WORK REQUIRED:
Without skipping anything, write out each record below exactly.

##### INFORMATION PROVIDED #####

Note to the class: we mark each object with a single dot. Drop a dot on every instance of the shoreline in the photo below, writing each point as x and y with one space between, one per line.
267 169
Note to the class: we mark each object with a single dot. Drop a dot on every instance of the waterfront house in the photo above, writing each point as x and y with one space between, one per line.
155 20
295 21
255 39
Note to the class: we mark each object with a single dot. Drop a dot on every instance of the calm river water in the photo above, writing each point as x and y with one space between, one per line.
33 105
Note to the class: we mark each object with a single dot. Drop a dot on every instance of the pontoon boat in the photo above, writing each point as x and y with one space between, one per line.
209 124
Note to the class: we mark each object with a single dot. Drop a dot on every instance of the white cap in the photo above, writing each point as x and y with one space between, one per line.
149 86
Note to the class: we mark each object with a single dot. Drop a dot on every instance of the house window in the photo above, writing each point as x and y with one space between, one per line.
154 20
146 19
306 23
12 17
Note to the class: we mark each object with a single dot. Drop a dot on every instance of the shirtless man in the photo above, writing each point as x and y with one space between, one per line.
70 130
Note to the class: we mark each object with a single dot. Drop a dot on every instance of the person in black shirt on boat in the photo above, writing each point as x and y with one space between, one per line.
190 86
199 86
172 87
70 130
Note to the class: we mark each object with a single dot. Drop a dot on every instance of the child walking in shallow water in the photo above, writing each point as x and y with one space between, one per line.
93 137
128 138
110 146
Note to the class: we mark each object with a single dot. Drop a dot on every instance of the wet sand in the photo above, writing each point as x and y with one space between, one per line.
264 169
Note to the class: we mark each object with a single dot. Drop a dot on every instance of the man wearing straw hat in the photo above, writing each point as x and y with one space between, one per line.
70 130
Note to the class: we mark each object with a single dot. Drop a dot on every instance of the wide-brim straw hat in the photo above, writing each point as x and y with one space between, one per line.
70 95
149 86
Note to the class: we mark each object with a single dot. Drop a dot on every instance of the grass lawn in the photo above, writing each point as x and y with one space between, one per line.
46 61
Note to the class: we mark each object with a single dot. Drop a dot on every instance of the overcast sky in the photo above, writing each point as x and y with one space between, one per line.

#####

RESPONSE BELOW:
Note to the class: we mark each object with a single dot. Drop a dot on every instance of the shoreline in the photo below, writing each point as x and y with one space between, one per line.
267 169
Note to the class: we mark each object with a single dot. Drop a dot on every instance of the waterfront house in the photo above, writing each point as x and y with one space between, one per line.
155 20
295 21
255 39
Note to the class: we mark each object with a single dot. Drop a dot on every instance of the calm river water in the photo above, writing each point as x and y with one space between, one per line.
33 105
Note to the class: we mark each object with a single dot. Drop a dot on every instance of the pontoon boat in the photo above, writing each point as x and y with one space between, one per line.
209 124
Note to the class: we mark each object with a single dot. Drop a dot on every instance of the white cap in the photo above, writing each point as x and y with one space between, one per line.
149 86
Note to the class: we mark each object with a single dot. Drop a dot on every instance of the house window in the photo above, writing each point as x and y with one space between, one per line.
154 20
146 19
306 23
12 17
Note to the class: we mark each object with a single dot. Drop a dot on every instance of the shirtless man in the photo above, writing each point as x and y with one space between, one per line.
70 130
Note to the class: we mark each object with a single dot. Drop a dot on every instance of the person in black shirt on boat in the photo above, writing each point as x and y with one space between, one per line.
190 86
199 86
172 87
70 130
Note to the class: we mark each object with a single dot. Drop a dot on every instance of the child walking in shallow water in the photo above, writing each point as x and y with one space between, one per line.
93 137
128 138
110 146
Note to the class: we mark each object with a single dot. Drop a dot on every instance of the wet sand in the photo above, writing each point as x and y with one space between, one per line.
264 169
Note to the class: we mark each object with a single dot. Drop a dot on every instance of the man wearing straw hat in the photo above, writing each point as x and y with one space between, one per line.
70 130
Note to the class: we mark each object with a single dot. Drop a dot on every instance of the wide-brim straw hat in the photo above, writing each point as x and y with one space between, one per line.
70 95
149 86
Note to the class: we mark each object with a single dot. Drop a dot on every instance of the grass lawn in the photo above, writing each point as x and y with one space between, one per line.
46 61
Note to the class: we mark each object with a single dot. Drop a dot on every instance of the overcast sky in the photo above, writing each point as x and y with one space between, one per line.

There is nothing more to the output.